Image object location entries:
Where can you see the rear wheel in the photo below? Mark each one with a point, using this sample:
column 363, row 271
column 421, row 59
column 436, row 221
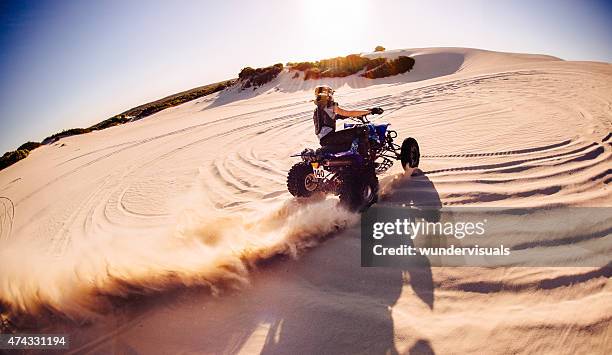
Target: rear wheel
column 410, row 153
column 301, row 181
column 359, row 189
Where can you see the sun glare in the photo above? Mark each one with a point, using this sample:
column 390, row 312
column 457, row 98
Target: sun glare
column 334, row 26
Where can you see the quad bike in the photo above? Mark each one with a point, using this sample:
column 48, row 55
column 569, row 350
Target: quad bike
column 342, row 171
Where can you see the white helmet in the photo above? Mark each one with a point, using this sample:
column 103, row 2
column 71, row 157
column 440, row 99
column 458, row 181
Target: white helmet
column 324, row 93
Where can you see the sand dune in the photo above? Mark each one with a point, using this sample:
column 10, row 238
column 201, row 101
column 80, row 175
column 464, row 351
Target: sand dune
column 195, row 196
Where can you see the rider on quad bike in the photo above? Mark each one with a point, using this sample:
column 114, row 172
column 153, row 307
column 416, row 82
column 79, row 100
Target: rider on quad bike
column 349, row 159
column 325, row 116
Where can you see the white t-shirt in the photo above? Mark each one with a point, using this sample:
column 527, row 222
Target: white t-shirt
column 326, row 130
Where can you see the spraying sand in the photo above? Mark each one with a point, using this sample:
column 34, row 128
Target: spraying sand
column 195, row 196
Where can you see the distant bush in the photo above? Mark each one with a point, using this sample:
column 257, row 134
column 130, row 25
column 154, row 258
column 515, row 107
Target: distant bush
column 29, row 146
column 10, row 158
column 373, row 63
column 65, row 133
column 393, row 67
column 344, row 66
column 257, row 77
column 150, row 108
column 331, row 68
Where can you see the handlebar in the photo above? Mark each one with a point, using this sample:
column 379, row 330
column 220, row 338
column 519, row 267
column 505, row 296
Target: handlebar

= Exercise =
Rewrite all of the material above, changing every "quad bike" to "four-wheeler" and leaving everything else as it is. Omit the pictures from your answer.

= Result for this exercise =
Where can you see the rear wheel in the photo below? Mark each one with a point, using this sample:
column 363, row 271
column 421, row 59
column 436, row 221
Target: rear wheel
column 410, row 153
column 301, row 181
column 359, row 189
Where can you see the sun glare in the photo above? Mark each one with a point, using this sample:
column 390, row 312
column 457, row 98
Target: sun glare
column 334, row 26
Where can you see the four-wheeler in the photo above? Mark each one with a point, using this sample:
column 48, row 55
column 569, row 350
Target: four-wheeler
column 342, row 171
Where can you see the white helmet in the photo above? Mark each one with a point, using this sample:
column 103, row 2
column 71, row 157
column 440, row 99
column 458, row 181
Target: white helmet
column 324, row 93
Where can you see the sand dune in the photo above? Mark each one with a point, using this sample:
column 10, row 238
column 201, row 101
column 80, row 175
column 464, row 351
Target: sand dune
column 195, row 196
Where can you see the rider on four-wheeler in the photo above? Mark each one with a point, using this sample:
column 114, row 172
column 153, row 307
column 416, row 82
column 79, row 100
Target: rider on four-wheeler
column 349, row 159
column 325, row 116
Where can you see the white t-shirt in the photo above? Mark each one with a point, using this sample:
column 527, row 222
Target: white t-shirt
column 326, row 130
Where can you see the spraying sand in the photo above? Mark each one with a point, using this sample:
column 34, row 128
Target: spraying sand
column 195, row 196
Where can you see the distant bush in the photo above? Mark each one with a point, using this sample:
column 257, row 134
column 130, row 25
column 154, row 258
column 515, row 107
Target: distant bush
column 29, row 146
column 10, row 158
column 373, row 63
column 65, row 133
column 393, row 67
column 344, row 66
column 257, row 77
column 150, row 108
column 331, row 68
Where can you see the handlebar in the photo above? Mark each one with a point, using this sample:
column 379, row 330
column 220, row 338
column 519, row 267
column 505, row 296
Target: handlebar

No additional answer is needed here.